ENUNCIADO. Retome o texto sobre common law e civil law e escreva a continuação a partir da última frase apresentada.

TEXTO DE LEITURA.
Direito Comparado

Crise do europeismo leva tribunais britânicos de volta ao common law

Autor

  • Otavio Luiz Rodrigues Junior

    é professor doutor de Direito Civil da Faculdade de Direito da Universidade de São Paulo (USP) e doutor em Direito Civil (USP) com estágios pós-doutorais na Universidade de Lisboa e no Max-Planck-Institut für ausländisches und internationales Privatrecht (Hamburgo). Acompanhe-o em sua página.

3 de setembro de 2014, 8h02

Spacca
A clássica distinção entre common law e civil law sempre foi objeto de seções ou capítulos especiais em livros de Direito Constitucional, Teoria do Direito, Direito Internacional ou de Direito Comparado.

É necessário, no entanto, estudar essa dicotomia de sistemas jurídicos sob as luzes de uma orientação contemporânea. Existem muitos textos ultrapassados sobre a visão do common law em nossa literatura, ainda profundamente marcada por textos da primeira metade do século XX e que não mais refletem o estado da arte dessa matéria.

A esse propósito, é importante reproduzir as ideias de Gary Slapper e David Kelly, quando esses autores informam que “a distinção usual a ser feita entre estes dois sistemas está no fato de que o common law tende a ser centrado em precedentes, e, portanto, centrado no juiz, permitindo então uma abordagem discricionária, ad hoc, pragmática dos problemas específicos que são trazidos à Justiça”. Ao passo em que, “o civil law, por outro lado, tende a ser um corpo codificado de princípios gerais abstratos que controlam o exercício da discricionariedade judicial”. No entanto, para Slapper e Kelly, essas distinções pecam por seu extremismo, porque há uma tendência contemporânea dos tribunais de common law em invocar a lei ao tempo em que seus homólogos de civil law, especificamente o Tribunal de Justiça Europeu, têm reconhecido “cada vez mais os benefícios de estabelecer um corpo de jurisprudência”.[1] É possível identificar também um incremento significativo na atividade legisferante no Reino Unido, apesar de Slapper e Kelly ressalvarem que embora tenha havido ampliação relevante “no Direito Legislado nos séculos XX e XXI, os juízes ainda exercem um importante papel na criação e aplicação do Direito em termos gerais e na determinação da aplicação da legislação em temos específicos”.[2] O controle dos dados da elaboração legislativa no Reino Unido é bastante rigoroso e permite testar empiricamente a hipótese do avanço do direito legislado na prática do common law.

REGISTROS.
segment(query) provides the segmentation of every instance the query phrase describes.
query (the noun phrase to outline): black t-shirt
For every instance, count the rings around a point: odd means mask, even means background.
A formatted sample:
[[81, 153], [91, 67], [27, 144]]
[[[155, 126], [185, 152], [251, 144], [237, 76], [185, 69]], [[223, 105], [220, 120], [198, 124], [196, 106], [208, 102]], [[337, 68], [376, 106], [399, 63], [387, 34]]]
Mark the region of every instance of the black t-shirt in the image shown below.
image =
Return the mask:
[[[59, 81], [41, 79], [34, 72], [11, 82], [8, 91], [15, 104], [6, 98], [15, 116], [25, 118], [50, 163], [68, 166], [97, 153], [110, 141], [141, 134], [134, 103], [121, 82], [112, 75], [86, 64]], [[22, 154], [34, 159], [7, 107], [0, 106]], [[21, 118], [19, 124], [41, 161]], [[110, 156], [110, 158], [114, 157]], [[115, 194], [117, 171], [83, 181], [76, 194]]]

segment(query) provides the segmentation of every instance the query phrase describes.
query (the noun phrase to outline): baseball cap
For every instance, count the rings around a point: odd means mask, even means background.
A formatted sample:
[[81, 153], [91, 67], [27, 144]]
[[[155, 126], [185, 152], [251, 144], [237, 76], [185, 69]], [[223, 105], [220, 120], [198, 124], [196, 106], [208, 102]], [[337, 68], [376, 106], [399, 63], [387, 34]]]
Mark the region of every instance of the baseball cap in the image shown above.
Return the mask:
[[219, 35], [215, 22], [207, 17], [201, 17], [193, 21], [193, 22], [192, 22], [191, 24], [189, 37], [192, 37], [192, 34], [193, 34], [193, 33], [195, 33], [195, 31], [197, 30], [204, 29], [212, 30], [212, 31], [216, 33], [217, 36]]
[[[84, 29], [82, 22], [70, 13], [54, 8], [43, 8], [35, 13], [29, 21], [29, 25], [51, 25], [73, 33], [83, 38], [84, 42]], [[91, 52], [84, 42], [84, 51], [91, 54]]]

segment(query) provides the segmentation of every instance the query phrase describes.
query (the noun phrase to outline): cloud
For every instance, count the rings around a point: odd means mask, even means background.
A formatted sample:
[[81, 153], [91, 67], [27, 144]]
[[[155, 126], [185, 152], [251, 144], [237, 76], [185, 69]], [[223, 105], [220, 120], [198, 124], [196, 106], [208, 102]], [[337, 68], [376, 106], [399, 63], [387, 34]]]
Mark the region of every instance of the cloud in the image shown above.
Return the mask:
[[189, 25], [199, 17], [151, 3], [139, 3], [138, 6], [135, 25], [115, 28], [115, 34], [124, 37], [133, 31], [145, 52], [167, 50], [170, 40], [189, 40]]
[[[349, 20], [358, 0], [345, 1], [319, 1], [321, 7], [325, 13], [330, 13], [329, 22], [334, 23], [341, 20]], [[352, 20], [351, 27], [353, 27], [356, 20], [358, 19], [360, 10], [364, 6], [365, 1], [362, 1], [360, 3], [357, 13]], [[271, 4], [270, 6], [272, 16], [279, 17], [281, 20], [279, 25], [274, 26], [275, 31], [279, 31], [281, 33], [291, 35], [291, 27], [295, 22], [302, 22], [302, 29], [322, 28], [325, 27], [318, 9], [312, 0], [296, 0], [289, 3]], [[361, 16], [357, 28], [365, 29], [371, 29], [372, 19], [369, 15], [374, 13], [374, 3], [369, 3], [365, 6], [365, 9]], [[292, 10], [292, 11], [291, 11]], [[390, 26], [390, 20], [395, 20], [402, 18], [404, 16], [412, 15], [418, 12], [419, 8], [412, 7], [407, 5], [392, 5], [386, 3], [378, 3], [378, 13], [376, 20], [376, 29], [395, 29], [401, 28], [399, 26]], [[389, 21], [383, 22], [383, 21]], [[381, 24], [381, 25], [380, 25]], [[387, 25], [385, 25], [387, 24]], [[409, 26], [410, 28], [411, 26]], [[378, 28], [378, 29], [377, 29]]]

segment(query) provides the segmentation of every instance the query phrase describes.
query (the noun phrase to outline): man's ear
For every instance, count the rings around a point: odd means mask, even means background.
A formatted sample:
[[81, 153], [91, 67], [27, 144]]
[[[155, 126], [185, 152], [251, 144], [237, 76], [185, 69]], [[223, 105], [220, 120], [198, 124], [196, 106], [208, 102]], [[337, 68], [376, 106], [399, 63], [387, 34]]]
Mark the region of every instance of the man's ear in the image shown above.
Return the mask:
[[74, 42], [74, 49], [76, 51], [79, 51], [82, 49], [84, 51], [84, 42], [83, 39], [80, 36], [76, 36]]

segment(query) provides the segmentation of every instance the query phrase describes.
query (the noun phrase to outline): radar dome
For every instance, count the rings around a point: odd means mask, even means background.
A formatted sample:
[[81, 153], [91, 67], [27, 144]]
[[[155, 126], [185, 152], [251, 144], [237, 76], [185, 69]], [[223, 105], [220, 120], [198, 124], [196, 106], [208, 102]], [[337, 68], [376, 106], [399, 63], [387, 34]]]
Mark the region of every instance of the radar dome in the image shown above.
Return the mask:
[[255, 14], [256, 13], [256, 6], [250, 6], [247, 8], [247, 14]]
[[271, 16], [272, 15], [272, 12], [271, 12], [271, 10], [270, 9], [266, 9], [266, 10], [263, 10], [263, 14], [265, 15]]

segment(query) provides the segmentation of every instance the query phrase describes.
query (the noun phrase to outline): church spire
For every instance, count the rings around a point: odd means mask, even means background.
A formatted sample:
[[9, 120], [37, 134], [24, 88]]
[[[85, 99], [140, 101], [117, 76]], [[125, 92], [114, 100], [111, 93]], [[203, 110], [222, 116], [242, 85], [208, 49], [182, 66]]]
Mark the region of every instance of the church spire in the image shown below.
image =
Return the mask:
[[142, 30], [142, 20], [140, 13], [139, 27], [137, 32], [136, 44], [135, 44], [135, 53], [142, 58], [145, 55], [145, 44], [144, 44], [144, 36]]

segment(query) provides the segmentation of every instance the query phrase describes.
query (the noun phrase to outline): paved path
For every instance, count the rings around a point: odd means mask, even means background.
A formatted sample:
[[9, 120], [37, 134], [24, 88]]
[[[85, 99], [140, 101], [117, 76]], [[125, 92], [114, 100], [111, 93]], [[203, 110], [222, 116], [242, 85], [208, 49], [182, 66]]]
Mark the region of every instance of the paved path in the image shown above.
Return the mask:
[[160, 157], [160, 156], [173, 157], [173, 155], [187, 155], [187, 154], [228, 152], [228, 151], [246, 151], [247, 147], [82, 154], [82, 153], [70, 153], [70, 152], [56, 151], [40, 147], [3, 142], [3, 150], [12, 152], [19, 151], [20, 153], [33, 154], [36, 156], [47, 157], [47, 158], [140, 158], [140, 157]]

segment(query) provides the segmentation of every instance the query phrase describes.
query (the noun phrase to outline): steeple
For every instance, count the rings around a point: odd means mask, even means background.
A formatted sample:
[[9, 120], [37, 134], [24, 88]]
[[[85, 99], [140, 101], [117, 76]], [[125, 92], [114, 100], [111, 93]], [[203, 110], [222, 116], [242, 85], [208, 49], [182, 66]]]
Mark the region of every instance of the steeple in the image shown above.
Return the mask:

RESPOSTA ESCRITA.
Considerando-se apenas os acts baixados pelo Parlamento britânico em matéria legislativa afeta a todo o Reino Unido (e não apenas à Inglaterra e ao País de Gales, à Escócia e à Irlanda — posteriormente Irlanda do Norte), é possível expor os seguintes dados:[3]

a)Período de 1900-1909: 69 acts.
b) Período de 1910-1919: 83 acts.
c) Período de 1920-1929: 129 acts.
d) Período de 1930-1939: 130 acts.
e) Período de 1940-1949: 170 acts.
f) Período de 1950-1959: 204 acts.
g) Período de 1960-1969: 325 acts.
h) Período de 1970-1979: 444 acts.
i) Período de 1980-1989: 536 acts.
j) Período de 1990-1999: 540 acts.
k) Período de 2000-2009: 367 acts.
l) Período de 2010-2014: 148 acts.

 

Esses números podem ser examinados considerando-se diversos fatores que permitem interpretá-los de modo não linear. Exemplo disso são as décadas de 1910-1929 e 1940-1949, nas quais transcorreram duas guerras mundiais, o que deve ser levando em conta por haver elementos perturbadores da normalidade econômica e uma maior intervenção estatal no mundo privado. No entanto, mesmo nesses intervalos, não é perceptível uma alteração relevante no padrão legisferativo.

Outra possibilidade seria comparar os números com o período de governo dos conservadores ou dos trabalhistas. Mesmo com todos esses fatores, que influenciam na leitura dos dados, uma conclusão é relevante: à exceção do período de 2000-2009, nos últimos 110 anos o incremento da atividade legislativa no Reino Unido foi uma constante. A queda na década de 2000-2009 não pode ser definida como tendencial, pois seria necessário aguardar o término da década de 2010-2019, a fim de se concluir que houve uma inflexão nessa tendência de crescimento da atuação parlamentar.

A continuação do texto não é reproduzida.